**WRITTEN EXERCISE A**
In the records below, repeat the stretch from the line containing "368, row 69." through the line containing "column 945, row 497" word for word, with both of those lines included.

**TEXT TO READ**

_ _ _ _

In contrast, total employment is easier to measure than the total number of hours worked. However, total employment is less recommended as a measure of labour productivity because it neither reflects changes in the average work tine per employee nor changes in multiple job holdings and the role of self-employed persons (nor in the quality of labour). (Freeman 2008,5)

Validity

Validity is a characteristic of the measure which is used in measuring. Validity implies how exact information the used measure can generate from the phenomenon. We need to understand the phenomenon, the measure and the possible difference between them. Often when we aim at simplicity and understandability in measuring, we have to lower the requirements for validity. For this reason it is important to evaluate the validity of the measurements used, case by case. Good measuring presupposes that those responsible for measuring are familiar with the validity of the measurements and also keep users informed of the validity.

The Gross Domestic Product (GDP) is a technical quantity of national accounts that measures the value-added generated by a nation (or other economic entity). Value added is equivalent to output less outside purchases (of materials and services). According to OECD, Gross Domestic Product per capita measures economic activity or income per person and is one of the core indicators of economic performance. GDP per capita is a rough measure of average living standards or economic well-being. (OECD 2008, 14)

GDP is, for this purpose, only a very rough measure. Maximizing GDP, in principal, also allows maximizing capital usage. For this reason GDP is systematically biased in favour of capital intensive production at the expense of knowledge and labour intensive production. The use of capital in the GDP-measure is considered to be as valuable as the production’s ability to pay taxes, profits and labor compensation. The bias of the GDP is actually the difference between the GDP and the producer income. (Saari 2011,10,16)

_ _ _ _

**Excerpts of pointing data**

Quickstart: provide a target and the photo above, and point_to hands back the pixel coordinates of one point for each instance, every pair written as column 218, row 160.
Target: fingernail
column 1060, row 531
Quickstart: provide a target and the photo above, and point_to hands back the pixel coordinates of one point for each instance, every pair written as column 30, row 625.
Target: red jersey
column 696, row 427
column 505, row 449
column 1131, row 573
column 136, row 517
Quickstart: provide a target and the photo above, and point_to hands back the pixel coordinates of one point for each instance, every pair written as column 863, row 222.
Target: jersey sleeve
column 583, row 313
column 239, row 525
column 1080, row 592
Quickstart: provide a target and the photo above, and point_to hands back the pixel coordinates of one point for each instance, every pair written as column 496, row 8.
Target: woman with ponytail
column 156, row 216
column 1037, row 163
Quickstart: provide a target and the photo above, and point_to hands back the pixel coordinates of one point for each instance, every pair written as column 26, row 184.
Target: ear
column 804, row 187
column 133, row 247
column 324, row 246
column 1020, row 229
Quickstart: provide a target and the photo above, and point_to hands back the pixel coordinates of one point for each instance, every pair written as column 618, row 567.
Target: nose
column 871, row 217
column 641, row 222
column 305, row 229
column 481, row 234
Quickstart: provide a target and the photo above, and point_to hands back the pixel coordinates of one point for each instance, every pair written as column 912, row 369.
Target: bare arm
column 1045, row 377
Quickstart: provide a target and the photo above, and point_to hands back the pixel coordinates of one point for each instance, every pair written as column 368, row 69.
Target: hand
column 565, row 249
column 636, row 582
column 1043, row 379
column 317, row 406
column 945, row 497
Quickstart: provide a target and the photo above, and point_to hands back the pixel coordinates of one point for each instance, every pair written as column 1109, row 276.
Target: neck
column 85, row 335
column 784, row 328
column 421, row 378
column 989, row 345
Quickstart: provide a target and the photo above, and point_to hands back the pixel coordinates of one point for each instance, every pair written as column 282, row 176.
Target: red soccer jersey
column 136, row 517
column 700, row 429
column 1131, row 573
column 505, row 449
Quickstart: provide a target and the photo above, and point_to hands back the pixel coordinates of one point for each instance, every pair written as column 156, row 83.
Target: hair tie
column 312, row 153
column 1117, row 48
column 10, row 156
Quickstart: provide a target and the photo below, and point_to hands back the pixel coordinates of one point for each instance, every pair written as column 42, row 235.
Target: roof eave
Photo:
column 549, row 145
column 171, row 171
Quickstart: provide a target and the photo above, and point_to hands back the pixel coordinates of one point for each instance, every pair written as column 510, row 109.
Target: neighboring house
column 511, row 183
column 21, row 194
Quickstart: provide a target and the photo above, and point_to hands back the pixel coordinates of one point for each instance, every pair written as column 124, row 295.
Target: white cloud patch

_ _ _ _

**WRITTEN EXERCISE B**
Continue the text above on measuring productivity and the validity of GDP, starting right after its final sentence.

**WRITTEN REPLY A**
Quickstart: provide a target and the photo above, and point_to hands back the pixel coordinates of one point for each instance, every pair written as column 368, row 69.
Target: hand
column 565, row 249
column 636, row 582
column 1043, row 379
column 317, row 406
column 945, row 497

**WRITTEN REPLY B**
Another labour productivity measure output per worker is often seen as a proper measure of labour productivity like here “Productivity isn't everything, but in the long run it is almost everything. A country's ability to improve its standard of living over time depends almost entirely on its ability to raise its output per worker.“ ^[8] This measure (output per worker) is, however, more problematic than the GDP or even invalid because this measure allows maximizing all supplied inputs, i.e. materials, services, energy and capital at the expense of producer income.

Multifactor productivity

Accounting procedure of MFP (Saari 2012)

Multifactor productivity is the ratio of the real value of output to the combined input of labor and capital. Multi-factor productivity (MFP) is also known as total factor productivity (TFP) and it measures the residual growth that cannot be explained by the rate of change in the services of labour, capital and intermediate outputs, and is often interpreted as the contribution to economic growth made by factors such as technical and organisational innovation. (OECD 2008,11). Historically there is a correlation of TPF with energy conversion efficiency.^[9]

Multifactor productivity (MFP) is the name given to the Solow residual in the BLS productivity program, replacing the term “total factor productivity” (TFP) used in the earlier literature, and both terms continue in use (usually interchangeably) (Hulten 2009,7). The MFP measure can be compactly introduced with an accounting procedure in the following calculation.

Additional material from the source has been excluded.